◆ **EXTRACT**:
───

> I think that the prompt is the thing that should be PR'd at this point, because ultimately the spec is what's important.

The fundamental problem there is the code generation step is non-deterministic. You might make a two sentence change to the prompt to fix a bug and the generation introduces two more. Generate again and everything is fine. Way too much uncertainty to have confidence in that approach.

▲

tombert 7 hours ago | parent [-]

If you make the prompts specific enough and provide tests that it has to run before it passes, then it should be fairly close to deterministic.

Also, people aren't actually reading through most of the code that is generated or merged, so if there's a fear of deploying buggy code generated by AI, then I assure you that's already happening. A lot.

▲

ben-schaaf 4 hours ago | parent [-]

How is "fairly close to deterministic" anywhere near good enough? LLMS aren't anywhere near cheap enough to do this either.

That said it's so trivial to do, why haven't you done that already?

───

(Source data)
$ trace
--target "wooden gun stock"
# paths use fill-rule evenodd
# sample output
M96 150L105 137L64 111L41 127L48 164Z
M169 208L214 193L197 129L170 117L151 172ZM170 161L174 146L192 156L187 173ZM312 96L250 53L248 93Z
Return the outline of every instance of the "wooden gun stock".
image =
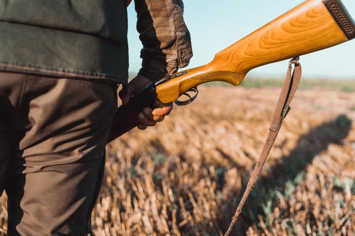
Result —
M154 100L168 103L191 88L211 81L236 86L253 68L354 37L355 24L340 0L308 0L217 53L209 63L156 83ZM119 110L114 123L120 122L123 126L124 116ZM117 129L116 133L110 135L109 141L120 135L117 136Z

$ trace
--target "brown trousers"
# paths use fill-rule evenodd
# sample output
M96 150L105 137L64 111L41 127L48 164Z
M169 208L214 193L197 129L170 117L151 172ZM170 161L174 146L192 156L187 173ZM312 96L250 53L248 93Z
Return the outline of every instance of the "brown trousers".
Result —
M0 72L8 235L88 235L116 85Z

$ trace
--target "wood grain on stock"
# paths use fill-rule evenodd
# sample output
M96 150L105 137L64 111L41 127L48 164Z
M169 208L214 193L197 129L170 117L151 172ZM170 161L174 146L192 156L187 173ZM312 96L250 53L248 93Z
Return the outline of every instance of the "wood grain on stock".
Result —
M348 40L321 0L310 0L216 54L209 64L157 86L163 103L191 88L220 81L238 85L251 69Z

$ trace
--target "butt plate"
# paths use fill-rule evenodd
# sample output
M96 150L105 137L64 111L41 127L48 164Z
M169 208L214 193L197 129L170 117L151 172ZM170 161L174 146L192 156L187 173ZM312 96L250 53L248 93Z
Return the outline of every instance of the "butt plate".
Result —
M355 23L340 0L323 0L323 2L348 38L355 38Z

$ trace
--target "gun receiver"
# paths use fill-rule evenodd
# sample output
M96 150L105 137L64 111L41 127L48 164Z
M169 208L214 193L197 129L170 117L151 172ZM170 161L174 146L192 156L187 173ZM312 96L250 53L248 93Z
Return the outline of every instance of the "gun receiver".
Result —
M169 103L192 88L211 81L236 86L253 68L324 49L354 37L355 24L340 0L308 0L218 52L209 63L153 83L154 93L149 103L158 100ZM120 127L125 126L126 115L120 107L111 128L116 134L111 133L109 142L125 132L120 134L117 129L120 128L115 125L119 123ZM137 112L143 107L133 109Z

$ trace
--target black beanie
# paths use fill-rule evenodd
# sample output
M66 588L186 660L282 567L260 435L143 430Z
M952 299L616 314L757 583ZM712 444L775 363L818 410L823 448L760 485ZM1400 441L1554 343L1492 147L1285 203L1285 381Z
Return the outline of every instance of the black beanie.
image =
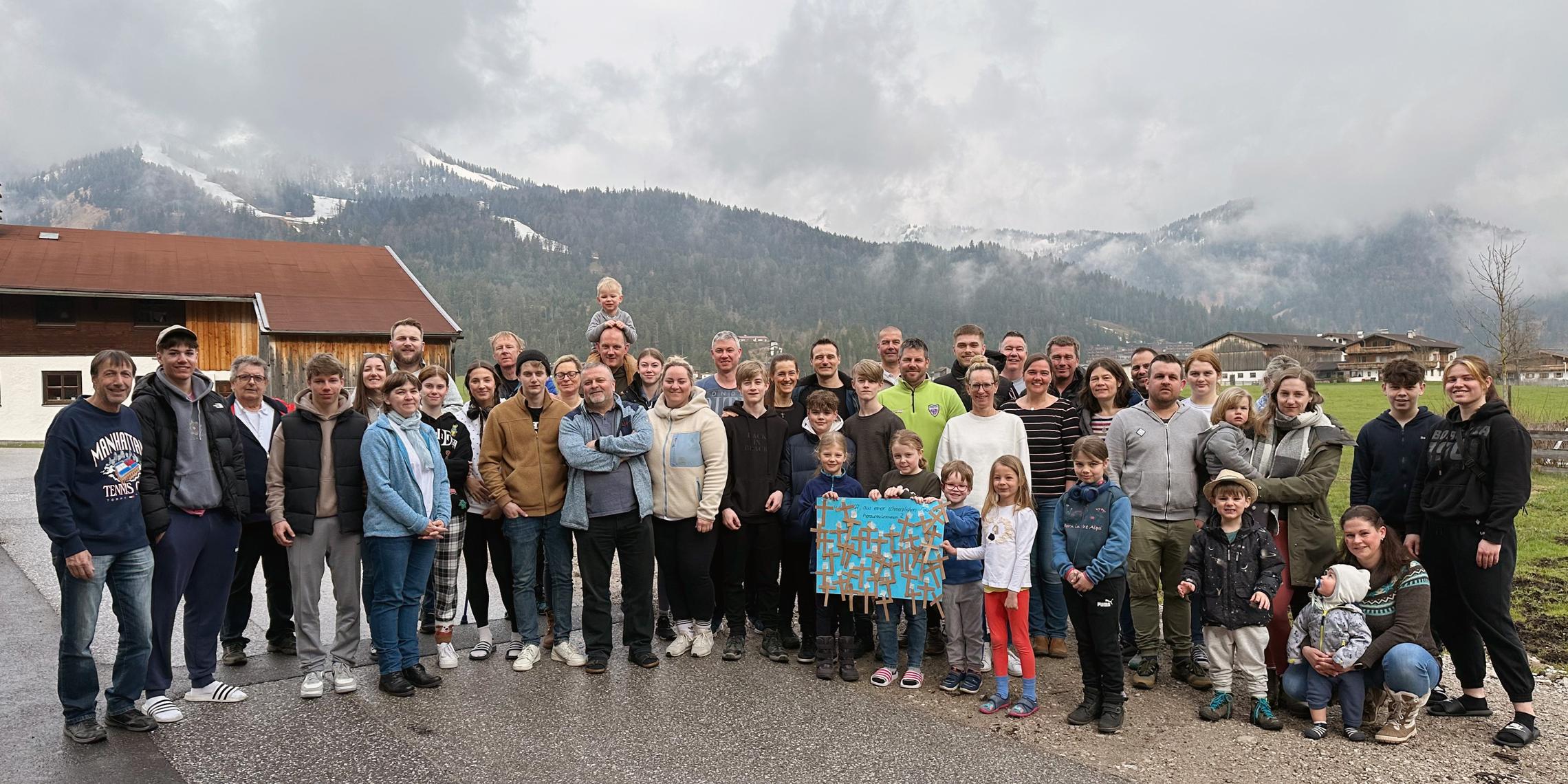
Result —
M544 351L538 348L530 348L517 354L517 367L522 367L524 362L538 362L544 365L544 375L550 375L550 358L544 356Z

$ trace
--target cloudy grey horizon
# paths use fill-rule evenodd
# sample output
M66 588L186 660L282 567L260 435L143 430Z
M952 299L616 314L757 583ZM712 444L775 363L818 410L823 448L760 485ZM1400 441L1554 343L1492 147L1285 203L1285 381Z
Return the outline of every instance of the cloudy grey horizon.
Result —
M829 230L1436 204L1568 243L1568 5L0 0L0 171L149 138L428 140Z

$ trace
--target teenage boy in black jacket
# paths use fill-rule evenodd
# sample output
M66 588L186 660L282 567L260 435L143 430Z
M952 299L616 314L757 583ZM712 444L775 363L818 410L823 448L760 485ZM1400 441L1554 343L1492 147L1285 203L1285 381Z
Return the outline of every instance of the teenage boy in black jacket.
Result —
M1443 417L1421 405L1427 390L1425 368L1396 359L1380 373L1388 411L1361 425L1350 464L1350 505L1370 505L1394 533L1405 538L1405 506L1416 481L1416 464L1427 450L1432 430Z
M185 713L165 691L174 679L174 613L185 599L187 702L238 702L245 691L212 677L240 521L251 511L240 422L198 370L196 332L158 332L158 370L136 383L141 420L141 513L152 541L152 657L143 710L158 723Z
M724 441L729 447L729 481L720 499L718 561L723 564L724 615L729 640L724 660L735 662L746 649L746 594L754 593L762 627L762 655L789 662L779 638L779 517L789 477L779 474L784 456L784 414L768 408L768 376L762 362L745 361L735 368L740 401L724 409ZM728 416L734 414L734 416ZM750 590L750 591L748 591Z

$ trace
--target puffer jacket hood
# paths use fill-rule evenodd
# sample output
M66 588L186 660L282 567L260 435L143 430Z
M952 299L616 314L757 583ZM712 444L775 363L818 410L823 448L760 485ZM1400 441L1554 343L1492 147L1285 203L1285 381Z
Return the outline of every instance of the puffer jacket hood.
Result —
M659 419L668 419L670 422L681 422L682 419L690 417L691 414L696 414L699 409L706 408L709 408L707 392L704 392L702 387L693 386L691 398L687 400L684 406L670 408L670 400L665 395L659 395L659 400L654 401L654 408L649 411L649 414Z

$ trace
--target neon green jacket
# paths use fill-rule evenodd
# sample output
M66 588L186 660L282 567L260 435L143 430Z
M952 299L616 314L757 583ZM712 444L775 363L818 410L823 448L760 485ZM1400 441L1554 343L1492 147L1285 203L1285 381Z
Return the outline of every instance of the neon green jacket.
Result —
M942 428L949 419L967 412L958 392L935 381L922 381L919 387L909 389L909 383L900 378L897 384L881 390L877 400L898 414L903 426L920 436L925 444L925 463L931 470L941 470L941 466L933 466L931 461L936 459L936 442L942 439Z

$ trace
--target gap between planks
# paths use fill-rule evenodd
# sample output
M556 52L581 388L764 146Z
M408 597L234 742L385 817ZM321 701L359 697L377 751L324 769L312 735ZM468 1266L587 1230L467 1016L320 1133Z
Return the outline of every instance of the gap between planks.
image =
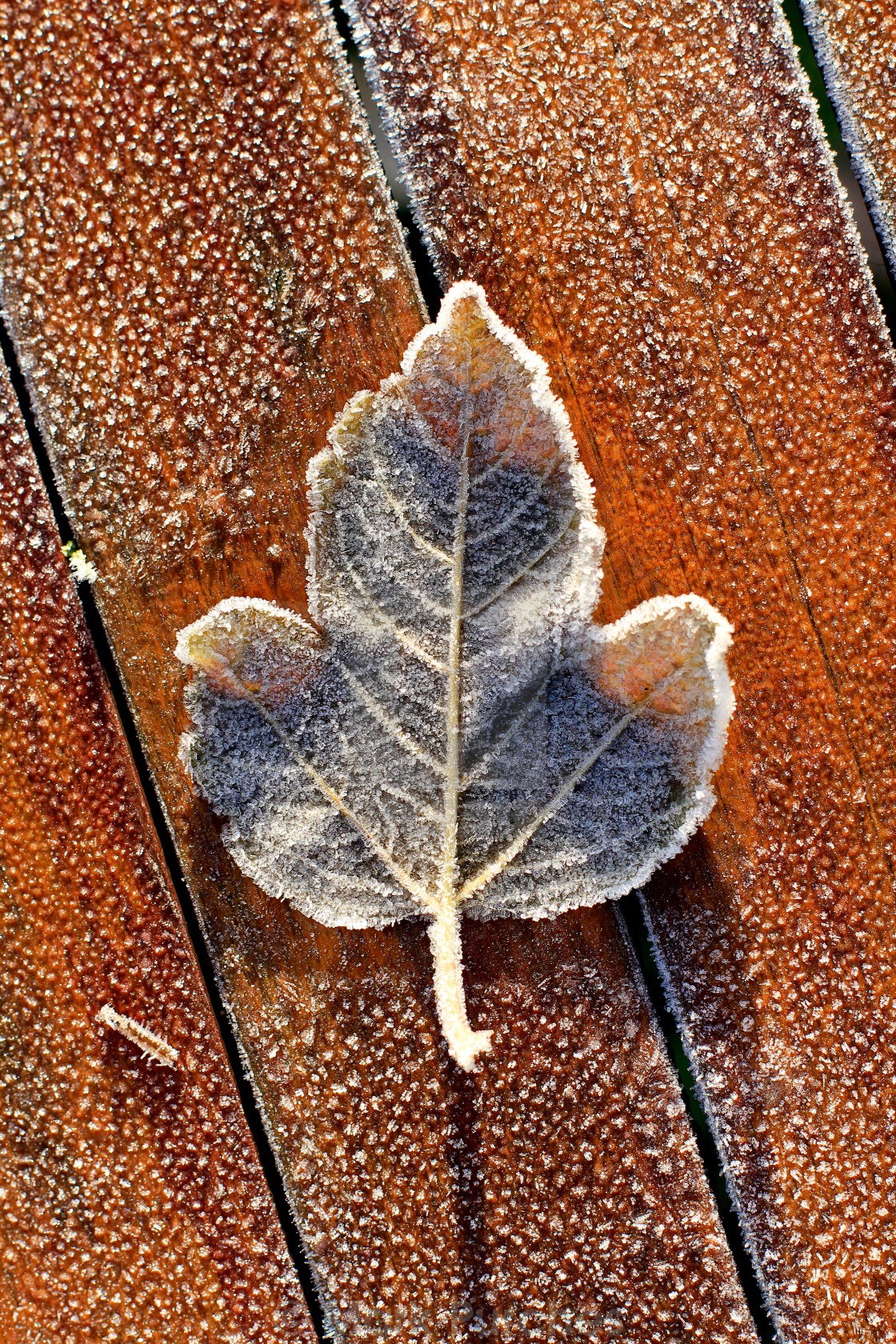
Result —
M75 542L75 536L71 528L71 523L64 509L62 496L59 493L59 487L56 484L50 453L43 442L40 431L38 429L34 409L31 406L31 396L28 394L28 386L26 378L21 372L19 359L15 352L15 347L7 331L5 321L0 320L0 352L3 360L7 366L9 374L9 382L12 383L12 390L21 411L21 417L26 423L26 430L28 433L28 441L38 464L38 473L43 481L43 487L47 492L50 500L50 508L52 511L54 521L59 531L59 540L63 546L69 542ZM74 579L73 579L74 582ZM189 941L193 946L196 954L196 961L199 962L199 970L203 977L208 999L211 1001L212 1012L218 1023L218 1030L220 1032L224 1050L227 1052L227 1060L230 1063L231 1073L234 1075L234 1082L236 1085L236 1091L239 1095L240 1106L243 1109L243 1116L246 1117L246 1124L249 1125L250 1133L253 1136L253 1142L258 1152L258 1160L261 1163L262 1173L270 1189L274 1207L277 1210L277 1216L283 1231L283 1238L286 1241L286 1247L289 1250L293 1265L296 1266L296 1273L298 1275L300 1284L302 1286L302 1293L305 1294L305 1301L308 1304L308 1310L312 1317L312 1324L317 1337L321 1344L326 1344L329 1339L325 1324L324 1313L321 1308L320 1294L317 1284L314 1282L314 1275L312 1267L308 1262L305 1254L305 1247L302 1245L301 1235L296 1226L296 1220L292 1214L289 1198L286 1195L286 1187L283 1183L283 1176L279 1169L279 1164L274 1154L274 1149L270 1142L267 1126L265 1124L265 1117L262 1114L261 1106L258 1105L255 1093L246 1077L244 1060L236 1042L236 1035L234 1031L234 1023L231 1020L230 1012L227 1011L222 995L222 986L218 982L211 957L208 954L208 946L206 942L206 933L201 927L199 914L192 900L189 899L189 892L187 890L187 882L175 849L171 831L168 828L168 818L165 817L164 809L161 806L159 794L156 792L156 785L153 782L146 758L144 755L142 747L140 745L140 737L137 735L137 728L130 712L130 704L128 703L128 696L118 673L118 665L116 663L111 646L106 637L106 630L103 628L99 612L97 610L97 603L94 602L93 593L90 590L90 583L75 582L75 591L78 593L78 599L81 602L81 609L83 612L85 624L90 634L91 644L106 676L106 683L111 694L116 710L118 711L118 719L125 735L128 750L130 758L137 770L137 777L140 780L140 786L144 792L146 805L149 808L149 814L152 817L156 835L161 844L165 864L168 867L168 874L171 876L172 886L177 895L177 903L187 926L187 933Z

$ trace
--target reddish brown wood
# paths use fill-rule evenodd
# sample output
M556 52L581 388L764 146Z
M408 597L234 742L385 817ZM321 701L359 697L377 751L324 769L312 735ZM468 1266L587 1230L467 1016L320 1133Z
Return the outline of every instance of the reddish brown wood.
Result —
M613 913L466 937L498 1039L462 1078L419 925L263 896L177 759L176 630L231 594L301 609L304 464L422 321L332 28L282 0L3 12L7 306L334 1331L747 1341Z
M893 356L778 11L359 0L446 278L556 374L606 617L695 590L739 712L647 896L782 1335L896 1339Z
M896 13L885 0L802 0L891 270L896 273Z
M0 1336L314 1331L0 368ZM105 1004L177 1051L144 1060Z

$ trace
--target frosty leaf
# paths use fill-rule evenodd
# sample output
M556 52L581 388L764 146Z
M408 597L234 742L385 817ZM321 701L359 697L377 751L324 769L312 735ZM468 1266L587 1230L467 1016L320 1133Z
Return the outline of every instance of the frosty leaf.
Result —
M592 614L603 534L544 362L455 285L309 468L310 616L251 598L181 632L185 759L224 843L328 925L430 919L465 1068L459 915L613 899L707 816L732 696L697 597Z

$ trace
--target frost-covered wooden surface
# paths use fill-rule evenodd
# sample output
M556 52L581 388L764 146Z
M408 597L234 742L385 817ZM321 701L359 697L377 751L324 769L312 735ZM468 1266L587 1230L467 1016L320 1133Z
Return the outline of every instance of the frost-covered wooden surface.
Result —
M0 370L0 1336L314 1332ZM177 1050L142 1060L105 1007Z
M801 0L844 140L896 274L896 12L887 0Z
M470 1005L501 1027L465 1078L422 927L265 896L177 758L176 632L234 594L302 609L304 464L423 320L332 30L304 4L3 15L4 302L329 1322L750 1340L613 913L484 929Z
M893 358L778 11L359 0L445 280L557 371L604 613L735 625L721 805L647 894L787 1340L896 1339Z
M309 620L187 626L189 773L262 891L322 925L424 917L439 1025L478 1067L461 921L614 900L715 802L731 630L703 598L595 624L603 532L543 360L453 285L308 465ZM476 938L473 926L469 937Z

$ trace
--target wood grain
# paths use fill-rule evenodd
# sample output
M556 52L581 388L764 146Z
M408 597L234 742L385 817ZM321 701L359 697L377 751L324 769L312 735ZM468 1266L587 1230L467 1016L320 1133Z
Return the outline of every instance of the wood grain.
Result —
M896 274L896 13L883 0L802 0L825 82Z
M646 907L787 1340L896 1339L893 356L776 8L357 0L445 280L547 358L602 618L736 629L719 805Z
M466 1079L422 927L263 896L177 759L176 630L302 607L304 464L423 319L329 23L4 13L5 305L334 1333L747 1341L613 913L467 931L498 1039Z
M314 1331L0 367L0 1336ZM97 1023L164 1036L175 1067Z

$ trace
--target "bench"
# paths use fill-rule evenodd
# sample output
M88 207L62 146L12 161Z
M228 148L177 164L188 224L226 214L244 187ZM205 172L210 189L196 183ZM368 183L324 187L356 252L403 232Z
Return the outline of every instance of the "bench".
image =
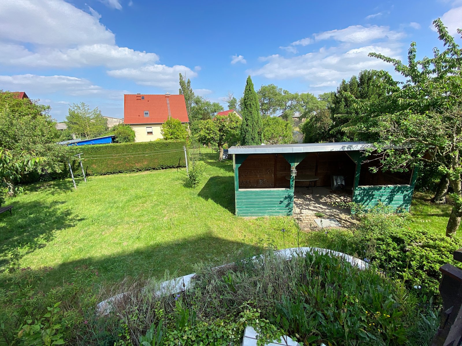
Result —
M13 209L13 206L12 205L8 205L7 207L2 207L1 208L0 208L0 214L1 214L2 213L4 213L6 211L9 210L10 216L11 216L12 215L12 214L11 213L11 209Z

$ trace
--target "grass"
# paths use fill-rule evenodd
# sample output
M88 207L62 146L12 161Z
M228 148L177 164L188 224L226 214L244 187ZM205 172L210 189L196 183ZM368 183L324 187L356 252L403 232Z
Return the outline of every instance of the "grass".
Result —
M430 203L432 197L428 193L414 193L411 207L411 216L414 222L412 222L411 227L445 234L452 206ZM456 235L459 238L462 237L462 227L459 227Z
M184 275L238 250L297 246L292 217L234 215L232 161L217 155L203 155L206 176L194 189L185 186L184 169L91 177L76 190L69 179L26 186L7 201L12 216L0 215L0 282L27 267L52 267L48 286L83 265L107 283L166 270Z

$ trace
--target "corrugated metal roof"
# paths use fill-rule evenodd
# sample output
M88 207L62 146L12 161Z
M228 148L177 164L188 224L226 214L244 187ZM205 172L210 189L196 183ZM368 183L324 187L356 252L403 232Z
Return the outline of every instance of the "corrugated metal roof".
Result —
M228 149L230 154L278 154L313 153L320 151L364 150L373 145L365 142L339 142L333 143L300 143L269 145L237 145Z

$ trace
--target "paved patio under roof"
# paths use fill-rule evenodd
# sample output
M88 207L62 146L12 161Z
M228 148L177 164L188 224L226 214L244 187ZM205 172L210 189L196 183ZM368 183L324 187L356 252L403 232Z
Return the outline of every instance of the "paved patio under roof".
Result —
M335 219L342 227L351 227L355 223L354 218L350 214L349 208L336 205L338 203L351 201L351 190L345 192L335 192L330 188L316 186L311 189L295 187L293 203L293 217L299 218L300 227L304 230L319 228L316 219ZM347 191L349 191L349 193ZM324 216L316 216L316 212L322 213Z

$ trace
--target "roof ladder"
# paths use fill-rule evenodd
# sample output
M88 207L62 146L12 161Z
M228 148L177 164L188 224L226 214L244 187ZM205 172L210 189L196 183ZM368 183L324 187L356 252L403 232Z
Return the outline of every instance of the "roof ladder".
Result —
M172 114L170 113L170 102L169 101L169 98L167 98L167 108L169 110L169 118L171 118Z

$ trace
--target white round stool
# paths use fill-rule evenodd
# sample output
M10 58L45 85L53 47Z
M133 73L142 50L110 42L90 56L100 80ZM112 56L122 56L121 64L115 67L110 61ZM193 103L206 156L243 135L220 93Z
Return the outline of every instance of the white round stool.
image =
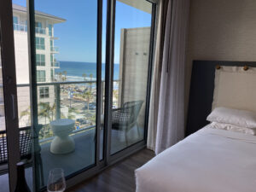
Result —
M50 144L52 154L67 154L74 150L74 141L69 136L73 130L74 124L74 120L68 119L61 119L50 122L50 127L55 136Z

───

◆ **EXERCISES TO COMPLETE**:
(a) In the thread, which step is described as non-deterministic?
(b) Repeat everything in the thread from "If you make" down to "do this either.".
(c) Go on with the forum thread about submitting prompts as pull requests, picking up after its final comment.

◆ **OUTPUTS FOR THE TASKS**:
(a) The code generation step.

(b)
If you make the prompts specific enough and provide tests that it has to run before it passes, then it should be fairly close to deterministic.

Also, people aren't actually reading through most of the code that is generated or merged, so if there's a fear of deploying buggy code generated by AI, then I assure you that's already happening. A lot.

▲

ben-schaaf 4 hours ago | parent [-]

How is "fairly close to deterministic" anywhere near good enough? LLMS aren't anywhere near cheap enough to do this either.

(c)
▲

tombert an hour ago | parent [-]

I have actually, for my personal projects. I have been writing a library called "assume" where you can specify a type signature, give it a prompt, and it generates a function on the fly in the background with Claude Code, so you still write some code, but whenever you need a function you "assume" that such a function exists. I have a Java version that works right now and I will likely be pushing it within the next week.

But more generally, I actually have been building some CI stuff to automate how I'm saying.

I don't have much of a say how this is handled at work so they're just committing the generated code, but I actually am doing what I am talking about.

	▲	ben-schaaf 34 minutes ago \| parent [-]
		Sounds like a fun project. And are you committing code for this library? Because it sounds like you are, and if that's the case I don't think you're actually doing what you're talking about.